Starting at the top of the entries, restate word for word each line up to and including the one with "find the sky.".

+ + + + + + +

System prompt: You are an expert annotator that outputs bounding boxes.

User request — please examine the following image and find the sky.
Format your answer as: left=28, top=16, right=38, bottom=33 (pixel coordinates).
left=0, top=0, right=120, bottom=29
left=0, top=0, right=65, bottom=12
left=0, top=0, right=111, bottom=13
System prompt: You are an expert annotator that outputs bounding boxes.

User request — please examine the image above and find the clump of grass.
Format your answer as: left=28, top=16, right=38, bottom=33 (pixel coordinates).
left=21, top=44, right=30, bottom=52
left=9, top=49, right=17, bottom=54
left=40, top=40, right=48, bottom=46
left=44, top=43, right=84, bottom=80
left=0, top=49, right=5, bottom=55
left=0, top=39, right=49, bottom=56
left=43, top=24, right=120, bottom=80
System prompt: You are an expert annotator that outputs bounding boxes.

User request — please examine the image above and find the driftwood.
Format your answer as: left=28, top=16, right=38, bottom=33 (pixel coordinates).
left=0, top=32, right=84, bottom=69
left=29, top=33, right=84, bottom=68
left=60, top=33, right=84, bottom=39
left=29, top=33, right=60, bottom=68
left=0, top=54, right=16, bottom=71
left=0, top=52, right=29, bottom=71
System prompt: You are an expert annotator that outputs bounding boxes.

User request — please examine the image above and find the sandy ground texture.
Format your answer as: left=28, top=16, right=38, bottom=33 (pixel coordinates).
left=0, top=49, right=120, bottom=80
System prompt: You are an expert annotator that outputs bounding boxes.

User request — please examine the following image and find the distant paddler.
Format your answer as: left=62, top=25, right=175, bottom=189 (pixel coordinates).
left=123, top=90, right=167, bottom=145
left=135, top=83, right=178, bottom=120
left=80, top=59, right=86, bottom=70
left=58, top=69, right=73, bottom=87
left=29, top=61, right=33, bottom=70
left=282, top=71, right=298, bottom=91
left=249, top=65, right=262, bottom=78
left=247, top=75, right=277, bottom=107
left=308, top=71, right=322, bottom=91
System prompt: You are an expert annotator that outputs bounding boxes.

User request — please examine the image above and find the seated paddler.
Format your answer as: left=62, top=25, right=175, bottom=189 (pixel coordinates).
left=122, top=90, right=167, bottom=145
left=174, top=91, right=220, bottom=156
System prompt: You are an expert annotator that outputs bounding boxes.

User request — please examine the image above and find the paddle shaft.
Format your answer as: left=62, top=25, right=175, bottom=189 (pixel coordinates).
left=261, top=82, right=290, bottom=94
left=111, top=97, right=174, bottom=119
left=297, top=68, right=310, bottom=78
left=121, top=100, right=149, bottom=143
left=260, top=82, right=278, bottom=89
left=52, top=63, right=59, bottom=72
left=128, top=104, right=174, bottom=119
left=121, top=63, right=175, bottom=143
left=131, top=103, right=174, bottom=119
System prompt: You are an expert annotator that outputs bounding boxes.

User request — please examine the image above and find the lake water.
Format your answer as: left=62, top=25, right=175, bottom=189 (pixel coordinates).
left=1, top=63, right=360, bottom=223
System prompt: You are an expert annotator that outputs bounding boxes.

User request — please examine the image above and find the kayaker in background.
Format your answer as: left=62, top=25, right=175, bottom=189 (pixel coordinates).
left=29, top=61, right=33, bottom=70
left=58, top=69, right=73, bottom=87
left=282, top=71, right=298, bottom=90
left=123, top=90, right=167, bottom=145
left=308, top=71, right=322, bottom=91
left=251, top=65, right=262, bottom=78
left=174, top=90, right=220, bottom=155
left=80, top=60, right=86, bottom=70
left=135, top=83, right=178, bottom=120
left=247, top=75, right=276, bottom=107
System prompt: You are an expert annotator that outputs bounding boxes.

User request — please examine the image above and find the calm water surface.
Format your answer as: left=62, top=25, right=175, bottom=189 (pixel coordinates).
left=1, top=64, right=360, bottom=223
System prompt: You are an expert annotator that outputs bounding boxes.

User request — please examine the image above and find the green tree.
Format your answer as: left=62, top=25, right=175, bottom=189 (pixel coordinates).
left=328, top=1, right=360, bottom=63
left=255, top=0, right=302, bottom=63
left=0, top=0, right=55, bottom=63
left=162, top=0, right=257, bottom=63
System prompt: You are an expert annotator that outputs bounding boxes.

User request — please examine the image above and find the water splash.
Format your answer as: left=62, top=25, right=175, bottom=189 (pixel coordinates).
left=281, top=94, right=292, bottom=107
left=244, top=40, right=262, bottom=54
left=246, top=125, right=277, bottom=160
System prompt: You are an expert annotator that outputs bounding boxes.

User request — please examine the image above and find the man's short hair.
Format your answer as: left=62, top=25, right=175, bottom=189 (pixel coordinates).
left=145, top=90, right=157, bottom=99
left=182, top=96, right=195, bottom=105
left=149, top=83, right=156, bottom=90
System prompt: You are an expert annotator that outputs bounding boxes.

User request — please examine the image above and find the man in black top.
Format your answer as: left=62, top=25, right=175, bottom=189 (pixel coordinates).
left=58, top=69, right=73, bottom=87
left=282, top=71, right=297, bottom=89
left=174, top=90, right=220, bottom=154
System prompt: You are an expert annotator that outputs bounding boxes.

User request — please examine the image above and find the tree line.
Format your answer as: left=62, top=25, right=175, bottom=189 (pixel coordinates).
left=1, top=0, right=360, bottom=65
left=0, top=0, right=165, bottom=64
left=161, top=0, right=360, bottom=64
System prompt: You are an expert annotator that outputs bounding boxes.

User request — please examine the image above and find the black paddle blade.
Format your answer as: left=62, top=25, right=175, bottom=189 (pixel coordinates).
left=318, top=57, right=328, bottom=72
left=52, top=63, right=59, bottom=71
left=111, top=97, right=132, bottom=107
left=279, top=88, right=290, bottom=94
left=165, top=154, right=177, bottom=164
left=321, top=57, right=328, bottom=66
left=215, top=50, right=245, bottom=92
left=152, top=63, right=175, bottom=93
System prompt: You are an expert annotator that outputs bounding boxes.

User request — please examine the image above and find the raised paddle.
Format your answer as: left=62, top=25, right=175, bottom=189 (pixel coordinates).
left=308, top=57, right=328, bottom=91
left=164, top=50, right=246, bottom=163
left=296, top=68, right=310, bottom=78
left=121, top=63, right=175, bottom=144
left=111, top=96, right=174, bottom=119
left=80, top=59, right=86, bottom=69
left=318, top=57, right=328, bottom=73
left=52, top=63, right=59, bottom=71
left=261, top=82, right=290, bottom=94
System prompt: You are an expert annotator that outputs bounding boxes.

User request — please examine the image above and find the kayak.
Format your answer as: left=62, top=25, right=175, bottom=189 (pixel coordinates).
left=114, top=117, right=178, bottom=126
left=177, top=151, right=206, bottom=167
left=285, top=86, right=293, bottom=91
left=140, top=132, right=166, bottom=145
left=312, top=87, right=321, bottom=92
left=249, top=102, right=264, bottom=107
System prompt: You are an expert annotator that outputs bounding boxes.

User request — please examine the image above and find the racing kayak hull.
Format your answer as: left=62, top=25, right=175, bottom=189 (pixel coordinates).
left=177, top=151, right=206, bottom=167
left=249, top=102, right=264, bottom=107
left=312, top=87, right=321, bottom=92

+ + + + + + +

Output below:
System prompt: You are an expert annotator that outputs bounding boxes.

User request — please examine the following image and find the sky.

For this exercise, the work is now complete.